> **Problem to work on**:
Where does the string "countertop" occur in the records below? Copy every line that holds it.

Referring expression pointing data:
[Start of Attachment]

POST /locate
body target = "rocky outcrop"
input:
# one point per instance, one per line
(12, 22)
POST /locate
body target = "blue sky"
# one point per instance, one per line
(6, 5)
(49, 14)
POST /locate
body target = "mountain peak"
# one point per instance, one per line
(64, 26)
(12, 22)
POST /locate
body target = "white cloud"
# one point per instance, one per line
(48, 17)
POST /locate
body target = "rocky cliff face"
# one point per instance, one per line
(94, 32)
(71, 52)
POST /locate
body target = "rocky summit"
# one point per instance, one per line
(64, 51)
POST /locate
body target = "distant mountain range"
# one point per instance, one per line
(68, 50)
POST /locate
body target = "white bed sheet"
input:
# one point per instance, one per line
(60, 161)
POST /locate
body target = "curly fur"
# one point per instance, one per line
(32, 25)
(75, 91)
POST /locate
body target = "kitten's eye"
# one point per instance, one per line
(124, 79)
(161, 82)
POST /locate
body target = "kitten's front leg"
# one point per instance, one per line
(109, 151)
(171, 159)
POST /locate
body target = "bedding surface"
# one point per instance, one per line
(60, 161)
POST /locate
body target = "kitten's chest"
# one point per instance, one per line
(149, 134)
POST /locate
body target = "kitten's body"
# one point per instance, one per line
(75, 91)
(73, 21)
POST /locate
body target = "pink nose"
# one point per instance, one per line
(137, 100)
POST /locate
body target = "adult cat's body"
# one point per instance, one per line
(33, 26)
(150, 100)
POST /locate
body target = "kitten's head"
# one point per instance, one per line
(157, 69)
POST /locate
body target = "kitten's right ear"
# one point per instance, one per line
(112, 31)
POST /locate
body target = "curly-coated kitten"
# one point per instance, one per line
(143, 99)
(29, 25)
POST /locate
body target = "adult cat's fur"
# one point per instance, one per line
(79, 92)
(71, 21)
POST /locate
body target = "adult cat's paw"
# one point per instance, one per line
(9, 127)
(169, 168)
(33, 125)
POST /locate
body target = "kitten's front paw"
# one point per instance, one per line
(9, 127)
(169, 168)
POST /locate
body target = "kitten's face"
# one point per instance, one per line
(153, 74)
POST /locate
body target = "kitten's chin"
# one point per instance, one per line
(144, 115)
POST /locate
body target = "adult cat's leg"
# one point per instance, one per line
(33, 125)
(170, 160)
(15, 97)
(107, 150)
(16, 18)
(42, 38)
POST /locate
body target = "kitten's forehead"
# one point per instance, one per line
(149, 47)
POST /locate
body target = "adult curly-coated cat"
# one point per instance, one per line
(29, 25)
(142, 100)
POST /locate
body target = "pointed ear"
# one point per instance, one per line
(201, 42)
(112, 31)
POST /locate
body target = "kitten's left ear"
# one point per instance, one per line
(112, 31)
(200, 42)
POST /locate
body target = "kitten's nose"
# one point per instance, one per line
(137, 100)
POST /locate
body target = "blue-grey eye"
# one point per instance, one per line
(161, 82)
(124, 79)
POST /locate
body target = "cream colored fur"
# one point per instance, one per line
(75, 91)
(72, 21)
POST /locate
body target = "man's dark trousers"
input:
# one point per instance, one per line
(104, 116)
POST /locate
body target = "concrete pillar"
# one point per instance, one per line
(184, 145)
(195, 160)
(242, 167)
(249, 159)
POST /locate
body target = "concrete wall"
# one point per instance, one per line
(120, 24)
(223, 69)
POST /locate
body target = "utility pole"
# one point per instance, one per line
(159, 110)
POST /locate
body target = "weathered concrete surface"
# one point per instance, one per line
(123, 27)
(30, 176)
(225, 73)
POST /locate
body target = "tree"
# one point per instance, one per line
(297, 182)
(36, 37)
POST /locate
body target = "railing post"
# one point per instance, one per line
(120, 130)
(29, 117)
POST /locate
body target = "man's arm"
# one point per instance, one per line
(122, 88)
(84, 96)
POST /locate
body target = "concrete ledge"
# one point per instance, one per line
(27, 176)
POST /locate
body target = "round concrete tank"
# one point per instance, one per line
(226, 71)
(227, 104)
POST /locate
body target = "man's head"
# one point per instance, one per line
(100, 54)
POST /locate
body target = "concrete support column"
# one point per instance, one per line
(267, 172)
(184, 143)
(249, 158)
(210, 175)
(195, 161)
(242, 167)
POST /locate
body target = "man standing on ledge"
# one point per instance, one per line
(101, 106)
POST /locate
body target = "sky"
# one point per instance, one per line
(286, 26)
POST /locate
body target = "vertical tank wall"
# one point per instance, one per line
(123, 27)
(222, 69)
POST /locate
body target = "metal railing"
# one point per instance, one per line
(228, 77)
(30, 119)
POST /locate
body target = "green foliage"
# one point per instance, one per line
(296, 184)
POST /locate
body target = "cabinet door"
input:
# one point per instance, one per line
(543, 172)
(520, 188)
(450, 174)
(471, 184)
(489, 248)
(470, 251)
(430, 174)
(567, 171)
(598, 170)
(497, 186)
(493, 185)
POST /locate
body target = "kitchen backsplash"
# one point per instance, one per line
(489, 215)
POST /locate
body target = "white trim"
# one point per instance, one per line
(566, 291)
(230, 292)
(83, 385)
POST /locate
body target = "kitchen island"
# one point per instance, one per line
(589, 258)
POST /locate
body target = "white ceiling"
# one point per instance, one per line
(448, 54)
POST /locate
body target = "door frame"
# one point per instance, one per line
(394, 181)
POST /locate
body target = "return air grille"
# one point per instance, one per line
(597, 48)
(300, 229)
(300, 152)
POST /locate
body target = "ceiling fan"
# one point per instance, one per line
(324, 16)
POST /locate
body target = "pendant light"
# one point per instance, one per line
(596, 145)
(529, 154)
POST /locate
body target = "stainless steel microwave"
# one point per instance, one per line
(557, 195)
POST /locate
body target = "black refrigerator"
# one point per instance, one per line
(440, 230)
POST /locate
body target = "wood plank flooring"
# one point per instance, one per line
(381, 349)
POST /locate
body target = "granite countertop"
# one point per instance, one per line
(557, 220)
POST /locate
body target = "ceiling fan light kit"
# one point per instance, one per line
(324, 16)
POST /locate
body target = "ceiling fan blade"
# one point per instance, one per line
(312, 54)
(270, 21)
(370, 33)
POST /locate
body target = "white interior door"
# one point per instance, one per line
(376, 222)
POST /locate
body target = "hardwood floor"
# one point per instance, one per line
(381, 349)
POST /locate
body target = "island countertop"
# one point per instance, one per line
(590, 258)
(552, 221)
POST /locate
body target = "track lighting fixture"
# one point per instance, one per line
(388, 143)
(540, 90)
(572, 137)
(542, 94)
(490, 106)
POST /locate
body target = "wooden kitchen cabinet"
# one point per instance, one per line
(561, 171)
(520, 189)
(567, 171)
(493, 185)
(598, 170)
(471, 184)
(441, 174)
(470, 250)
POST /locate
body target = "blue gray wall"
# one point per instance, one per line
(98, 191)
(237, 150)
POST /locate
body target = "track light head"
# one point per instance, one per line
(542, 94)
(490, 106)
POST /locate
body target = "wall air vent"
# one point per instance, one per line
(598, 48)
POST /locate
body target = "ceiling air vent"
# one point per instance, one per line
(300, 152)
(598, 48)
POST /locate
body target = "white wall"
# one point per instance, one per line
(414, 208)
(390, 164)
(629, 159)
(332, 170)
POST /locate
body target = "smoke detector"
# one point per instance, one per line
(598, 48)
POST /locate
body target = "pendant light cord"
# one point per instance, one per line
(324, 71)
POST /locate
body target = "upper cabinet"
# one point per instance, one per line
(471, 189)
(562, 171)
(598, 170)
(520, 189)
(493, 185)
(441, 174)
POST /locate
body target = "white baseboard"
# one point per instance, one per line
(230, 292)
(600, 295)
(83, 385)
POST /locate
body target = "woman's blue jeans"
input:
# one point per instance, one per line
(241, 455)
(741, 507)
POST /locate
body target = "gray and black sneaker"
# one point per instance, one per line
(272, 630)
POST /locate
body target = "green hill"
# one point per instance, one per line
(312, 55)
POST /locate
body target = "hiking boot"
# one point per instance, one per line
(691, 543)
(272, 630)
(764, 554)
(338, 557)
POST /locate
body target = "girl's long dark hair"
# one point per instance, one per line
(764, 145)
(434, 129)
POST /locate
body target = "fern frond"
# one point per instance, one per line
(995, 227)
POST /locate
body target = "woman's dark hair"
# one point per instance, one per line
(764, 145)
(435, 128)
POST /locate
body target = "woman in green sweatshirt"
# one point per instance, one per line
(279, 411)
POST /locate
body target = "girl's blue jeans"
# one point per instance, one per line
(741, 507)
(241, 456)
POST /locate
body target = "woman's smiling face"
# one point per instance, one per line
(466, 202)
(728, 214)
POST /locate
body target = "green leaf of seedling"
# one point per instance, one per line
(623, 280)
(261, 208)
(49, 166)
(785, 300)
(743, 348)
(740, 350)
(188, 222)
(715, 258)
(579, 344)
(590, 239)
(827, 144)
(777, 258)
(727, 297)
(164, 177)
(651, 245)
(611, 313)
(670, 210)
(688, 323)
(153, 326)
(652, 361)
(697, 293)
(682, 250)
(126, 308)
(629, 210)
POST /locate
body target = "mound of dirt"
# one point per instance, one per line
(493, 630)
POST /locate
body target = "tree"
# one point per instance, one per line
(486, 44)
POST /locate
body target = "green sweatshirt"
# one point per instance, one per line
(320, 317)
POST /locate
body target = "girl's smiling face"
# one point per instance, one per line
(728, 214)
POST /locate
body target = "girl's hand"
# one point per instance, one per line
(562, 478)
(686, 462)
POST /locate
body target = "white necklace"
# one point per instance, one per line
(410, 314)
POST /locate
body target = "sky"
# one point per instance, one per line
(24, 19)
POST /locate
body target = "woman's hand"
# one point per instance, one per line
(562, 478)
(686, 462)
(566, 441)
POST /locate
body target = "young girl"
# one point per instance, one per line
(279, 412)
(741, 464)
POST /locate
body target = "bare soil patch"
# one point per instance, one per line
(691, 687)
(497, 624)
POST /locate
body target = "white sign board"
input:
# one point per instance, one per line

[End of Attachment]

> **Your solution**:
body target = "granite countertop"
body target = "island countertop"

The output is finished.